▶

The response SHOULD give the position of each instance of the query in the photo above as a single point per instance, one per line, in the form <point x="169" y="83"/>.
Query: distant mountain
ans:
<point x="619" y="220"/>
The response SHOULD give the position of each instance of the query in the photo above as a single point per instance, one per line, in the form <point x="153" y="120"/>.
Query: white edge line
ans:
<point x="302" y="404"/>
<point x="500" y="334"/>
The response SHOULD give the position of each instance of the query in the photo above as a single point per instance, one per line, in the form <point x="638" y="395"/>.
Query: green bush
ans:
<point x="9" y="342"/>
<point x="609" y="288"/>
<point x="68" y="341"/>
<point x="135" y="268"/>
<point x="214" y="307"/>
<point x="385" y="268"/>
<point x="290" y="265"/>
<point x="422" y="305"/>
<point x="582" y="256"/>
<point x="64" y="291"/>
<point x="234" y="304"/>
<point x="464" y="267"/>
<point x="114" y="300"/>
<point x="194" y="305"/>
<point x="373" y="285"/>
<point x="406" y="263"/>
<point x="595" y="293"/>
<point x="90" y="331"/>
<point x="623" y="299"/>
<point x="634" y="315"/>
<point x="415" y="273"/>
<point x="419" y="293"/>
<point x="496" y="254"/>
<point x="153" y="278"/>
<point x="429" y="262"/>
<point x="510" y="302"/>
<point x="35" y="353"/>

◀

[DIRECTION]: List every line of the records above that contains the word "give".

[RESULT BELOW]:
The response SHOULD give the position of each instance of the query in the photo above as a single point per instance, one per line, in the form <point x="169" y="83"/>.
The response SHOULD give the position of each instance of the query in the photo above as a single point per instance, one per line, in the form <point x="153" y="120"/>.
The response SHOULD give the position of each instance of the query in the photo above as a single point per instance, one per line, in the form <point x="638" y="395"/>.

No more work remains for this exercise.